— Begin Record list —

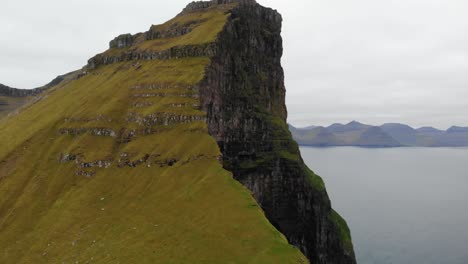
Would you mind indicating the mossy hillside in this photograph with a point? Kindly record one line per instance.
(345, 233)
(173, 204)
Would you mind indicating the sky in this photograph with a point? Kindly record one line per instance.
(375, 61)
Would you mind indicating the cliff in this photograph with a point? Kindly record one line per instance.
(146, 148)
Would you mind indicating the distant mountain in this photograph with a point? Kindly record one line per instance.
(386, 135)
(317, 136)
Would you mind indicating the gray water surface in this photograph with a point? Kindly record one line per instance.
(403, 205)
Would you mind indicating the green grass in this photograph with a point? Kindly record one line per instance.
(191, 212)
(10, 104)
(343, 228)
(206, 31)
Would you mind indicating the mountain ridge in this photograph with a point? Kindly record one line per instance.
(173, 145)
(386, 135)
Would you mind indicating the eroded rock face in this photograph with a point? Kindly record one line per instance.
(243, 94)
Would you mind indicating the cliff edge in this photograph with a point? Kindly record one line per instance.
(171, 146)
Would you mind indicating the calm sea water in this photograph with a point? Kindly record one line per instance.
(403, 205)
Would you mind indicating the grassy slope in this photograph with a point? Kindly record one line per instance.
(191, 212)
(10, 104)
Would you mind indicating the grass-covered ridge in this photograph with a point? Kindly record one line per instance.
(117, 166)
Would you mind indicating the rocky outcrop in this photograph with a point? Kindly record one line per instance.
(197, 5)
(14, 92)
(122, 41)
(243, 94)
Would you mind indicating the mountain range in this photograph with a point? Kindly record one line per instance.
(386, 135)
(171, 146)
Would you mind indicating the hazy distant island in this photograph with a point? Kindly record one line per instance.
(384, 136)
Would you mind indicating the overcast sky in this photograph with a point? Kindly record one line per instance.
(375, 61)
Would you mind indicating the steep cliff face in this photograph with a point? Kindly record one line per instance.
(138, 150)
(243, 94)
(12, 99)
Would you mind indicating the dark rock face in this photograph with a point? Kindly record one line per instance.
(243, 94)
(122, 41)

— End Record list —
— Begin Record list —

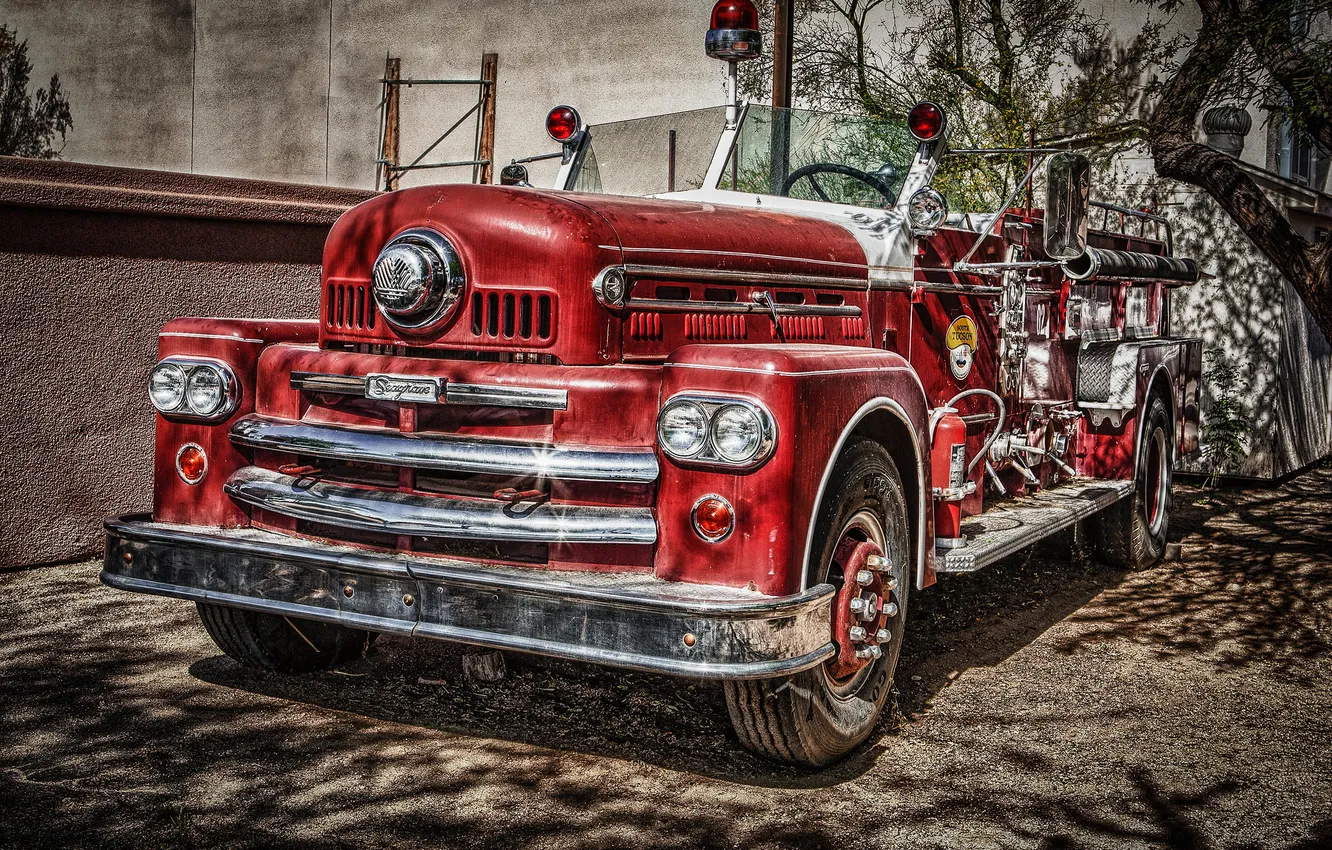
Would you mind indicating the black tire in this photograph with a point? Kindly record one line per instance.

— End Record list —

Your instructions ▸
Count the lines above that contain the word "mountain", treating uppercase and lowercase letters as different. Reply with the number alone.

Result ▸
3